[Photo-based referring expression data]
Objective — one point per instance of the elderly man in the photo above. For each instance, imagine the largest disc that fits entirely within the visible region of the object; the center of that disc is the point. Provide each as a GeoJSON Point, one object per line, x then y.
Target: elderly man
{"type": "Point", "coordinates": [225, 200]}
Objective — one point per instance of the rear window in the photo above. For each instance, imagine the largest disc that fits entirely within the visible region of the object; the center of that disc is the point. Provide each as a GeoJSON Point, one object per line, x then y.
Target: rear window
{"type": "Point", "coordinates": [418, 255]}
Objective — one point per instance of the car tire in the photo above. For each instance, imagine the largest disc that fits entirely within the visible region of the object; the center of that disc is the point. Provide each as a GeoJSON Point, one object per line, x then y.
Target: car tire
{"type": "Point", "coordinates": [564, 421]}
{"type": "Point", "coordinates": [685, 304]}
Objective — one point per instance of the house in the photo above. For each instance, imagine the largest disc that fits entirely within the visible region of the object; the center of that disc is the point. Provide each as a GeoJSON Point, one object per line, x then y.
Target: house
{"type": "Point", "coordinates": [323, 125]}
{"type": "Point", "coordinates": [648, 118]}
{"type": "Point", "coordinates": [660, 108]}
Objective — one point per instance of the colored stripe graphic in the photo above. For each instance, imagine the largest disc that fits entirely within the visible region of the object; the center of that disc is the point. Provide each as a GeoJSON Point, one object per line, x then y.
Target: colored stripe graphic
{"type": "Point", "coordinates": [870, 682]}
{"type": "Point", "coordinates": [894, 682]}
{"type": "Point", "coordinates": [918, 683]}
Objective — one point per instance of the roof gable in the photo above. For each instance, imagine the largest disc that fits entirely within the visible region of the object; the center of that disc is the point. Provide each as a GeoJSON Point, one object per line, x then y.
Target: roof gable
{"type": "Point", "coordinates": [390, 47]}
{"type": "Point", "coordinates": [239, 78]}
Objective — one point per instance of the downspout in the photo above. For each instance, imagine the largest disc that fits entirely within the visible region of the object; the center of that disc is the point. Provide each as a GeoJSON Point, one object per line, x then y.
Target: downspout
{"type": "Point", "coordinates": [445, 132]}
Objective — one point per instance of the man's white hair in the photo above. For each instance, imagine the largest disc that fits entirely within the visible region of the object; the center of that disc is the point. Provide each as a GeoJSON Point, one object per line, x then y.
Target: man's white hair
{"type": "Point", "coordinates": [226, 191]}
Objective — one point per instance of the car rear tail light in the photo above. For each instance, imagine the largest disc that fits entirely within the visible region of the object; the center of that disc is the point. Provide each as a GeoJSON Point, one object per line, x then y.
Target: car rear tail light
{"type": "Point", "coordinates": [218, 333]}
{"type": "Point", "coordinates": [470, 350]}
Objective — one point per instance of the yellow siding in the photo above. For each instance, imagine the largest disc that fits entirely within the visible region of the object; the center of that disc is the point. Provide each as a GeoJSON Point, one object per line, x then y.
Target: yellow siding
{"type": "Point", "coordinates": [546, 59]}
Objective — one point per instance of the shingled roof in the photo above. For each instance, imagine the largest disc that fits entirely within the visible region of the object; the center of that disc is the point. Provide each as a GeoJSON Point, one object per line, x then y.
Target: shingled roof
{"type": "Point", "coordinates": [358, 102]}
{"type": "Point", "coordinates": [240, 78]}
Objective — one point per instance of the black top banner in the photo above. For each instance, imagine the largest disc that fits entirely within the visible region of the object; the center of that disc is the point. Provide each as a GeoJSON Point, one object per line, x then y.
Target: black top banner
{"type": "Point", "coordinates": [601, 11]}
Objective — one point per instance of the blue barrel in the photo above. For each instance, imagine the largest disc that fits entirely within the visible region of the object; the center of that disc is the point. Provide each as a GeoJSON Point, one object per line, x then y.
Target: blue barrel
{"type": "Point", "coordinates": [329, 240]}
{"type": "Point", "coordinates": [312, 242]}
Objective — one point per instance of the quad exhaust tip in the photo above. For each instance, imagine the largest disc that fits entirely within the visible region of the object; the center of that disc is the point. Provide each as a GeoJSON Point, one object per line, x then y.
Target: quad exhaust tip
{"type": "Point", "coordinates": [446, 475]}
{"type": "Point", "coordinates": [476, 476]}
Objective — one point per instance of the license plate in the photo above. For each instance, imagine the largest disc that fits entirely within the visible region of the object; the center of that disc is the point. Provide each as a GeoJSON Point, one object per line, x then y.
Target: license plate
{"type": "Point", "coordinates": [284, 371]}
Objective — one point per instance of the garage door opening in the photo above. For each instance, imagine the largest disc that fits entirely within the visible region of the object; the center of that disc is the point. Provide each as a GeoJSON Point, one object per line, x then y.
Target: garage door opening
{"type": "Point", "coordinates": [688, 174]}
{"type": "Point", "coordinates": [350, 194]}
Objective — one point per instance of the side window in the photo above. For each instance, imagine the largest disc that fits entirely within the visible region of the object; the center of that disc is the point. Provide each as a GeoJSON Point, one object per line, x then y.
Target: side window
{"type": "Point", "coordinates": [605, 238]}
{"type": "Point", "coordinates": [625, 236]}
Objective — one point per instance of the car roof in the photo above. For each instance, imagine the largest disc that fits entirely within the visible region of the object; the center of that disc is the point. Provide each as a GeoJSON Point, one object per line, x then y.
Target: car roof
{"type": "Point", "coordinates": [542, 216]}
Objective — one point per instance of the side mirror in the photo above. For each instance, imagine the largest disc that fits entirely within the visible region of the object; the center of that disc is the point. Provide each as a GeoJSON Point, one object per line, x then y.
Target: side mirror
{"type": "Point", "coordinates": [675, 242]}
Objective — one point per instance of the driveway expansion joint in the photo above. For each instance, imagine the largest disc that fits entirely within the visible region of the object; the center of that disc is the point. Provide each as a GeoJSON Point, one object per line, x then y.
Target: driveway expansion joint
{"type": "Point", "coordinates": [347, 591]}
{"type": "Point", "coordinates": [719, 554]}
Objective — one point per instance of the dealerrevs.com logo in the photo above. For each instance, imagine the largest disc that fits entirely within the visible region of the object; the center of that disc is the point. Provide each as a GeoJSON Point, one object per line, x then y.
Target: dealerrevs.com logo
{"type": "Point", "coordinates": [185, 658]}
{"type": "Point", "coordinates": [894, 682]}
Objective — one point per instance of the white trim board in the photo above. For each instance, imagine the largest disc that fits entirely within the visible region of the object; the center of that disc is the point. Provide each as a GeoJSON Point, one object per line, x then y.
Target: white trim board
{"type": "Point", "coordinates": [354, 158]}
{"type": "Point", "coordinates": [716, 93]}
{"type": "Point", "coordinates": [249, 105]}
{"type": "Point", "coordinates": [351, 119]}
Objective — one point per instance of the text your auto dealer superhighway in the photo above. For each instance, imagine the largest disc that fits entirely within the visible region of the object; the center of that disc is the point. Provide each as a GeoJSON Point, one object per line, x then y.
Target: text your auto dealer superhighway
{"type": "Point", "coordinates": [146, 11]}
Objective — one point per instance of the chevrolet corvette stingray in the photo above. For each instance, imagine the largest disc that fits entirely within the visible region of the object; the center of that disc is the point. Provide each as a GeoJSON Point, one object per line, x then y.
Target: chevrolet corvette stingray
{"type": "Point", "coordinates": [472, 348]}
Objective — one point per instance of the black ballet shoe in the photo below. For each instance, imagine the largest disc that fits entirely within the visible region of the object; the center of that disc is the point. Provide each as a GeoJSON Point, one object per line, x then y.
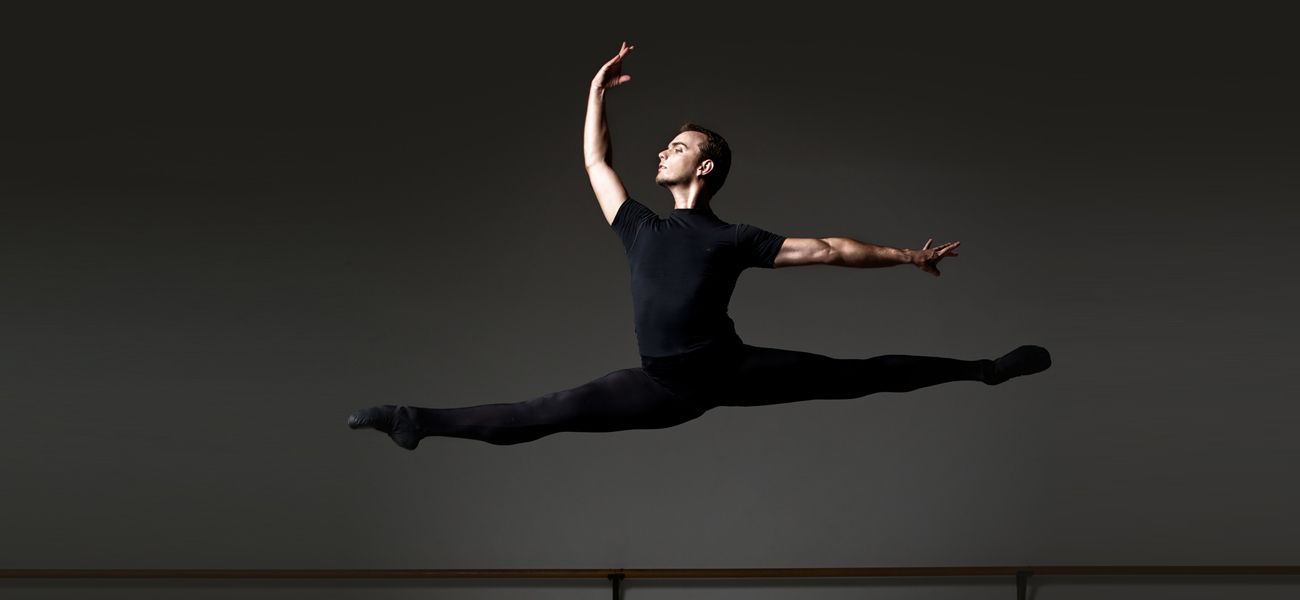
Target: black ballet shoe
{"type": "Point", "coordinates": [389, 418]}
{"type": "Point", "coordinates": [1025, 360]}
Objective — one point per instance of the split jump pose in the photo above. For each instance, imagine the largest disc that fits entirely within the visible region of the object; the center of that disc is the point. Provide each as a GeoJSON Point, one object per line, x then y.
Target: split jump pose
{"type": "Point", "coordinates": [684, 269]}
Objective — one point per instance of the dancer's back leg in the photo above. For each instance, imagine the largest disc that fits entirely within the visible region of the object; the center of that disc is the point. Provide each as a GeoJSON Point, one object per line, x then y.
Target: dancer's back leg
{"type": "Point", "coordinates": [620, 400]}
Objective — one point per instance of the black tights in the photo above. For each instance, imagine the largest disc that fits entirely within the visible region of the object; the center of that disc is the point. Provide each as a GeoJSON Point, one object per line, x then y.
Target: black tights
{"type": "Point", "coordinates": [670, 391]}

REQUIRED WORK
Look above for the line that contains "Target: blue barrel". Starting there, transcribe every line exactly until you have copied the line that contains "Objective — one point per instance of the quad".

EXERCISE SOLUTION
Target: blue barrel
{"type": "Point", "coordinates": [329, 240]}
{"type": "Point", "coordinates": [312, 242]}
Objective — one point per instance of the quad exhaust tip in the photo above. For each instance, imagine the largest disc that fits entirely within the visible region of the object; the center of that disc is the point. Provide each as a GeoJSON Point, one object per line, x then y.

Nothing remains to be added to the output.